Your copy should match the listing below word for word, with no images in it.

▬▬▬

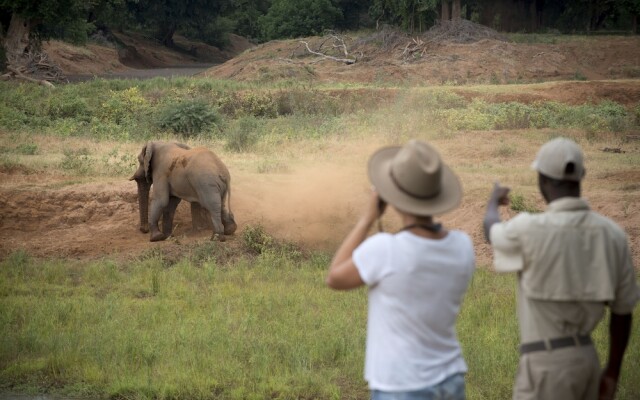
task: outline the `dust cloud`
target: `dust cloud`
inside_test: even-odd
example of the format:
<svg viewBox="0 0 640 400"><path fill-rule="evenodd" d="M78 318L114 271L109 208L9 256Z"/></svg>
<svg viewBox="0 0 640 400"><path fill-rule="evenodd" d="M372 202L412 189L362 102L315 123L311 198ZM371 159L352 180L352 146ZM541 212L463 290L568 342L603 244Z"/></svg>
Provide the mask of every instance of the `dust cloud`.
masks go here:
<svg viewBox="0 0 640 400"><path fill-rule="evenodd" d="M365 166L353 162L235 181L232 207L240 226L261 225L275 237L323 250L344 238L370 190Z"/></svg>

▬▬▬

◆ Written response:
task: outline the `dust cloud`
target: `dust cloud`
inside_test: even-odd
example of the format:
<svg viewBox="0 0 640 400"><path fill-rule="evenodd" d="M78 318L114 271L109 208L9 256Z"/></svg>
<svg viewBox="0 0 640 400"><path fill-rule="evenodd" d="M372 202L412 189L362 102L315 123L311 198ZM371 159L352 180L352 146ZM541 212L463 290L568 342L603 244Z"/></svg>
Provide the mask of every instance of the `dust cloud`.
masks go here:
<svg viewBox="0 0 640 400"><path fill-rule="evenodd" d="M365 166L353 162L235 181L232 207L240 226L261 225L275 237L323 250L344 238L370 190Z"/></svg>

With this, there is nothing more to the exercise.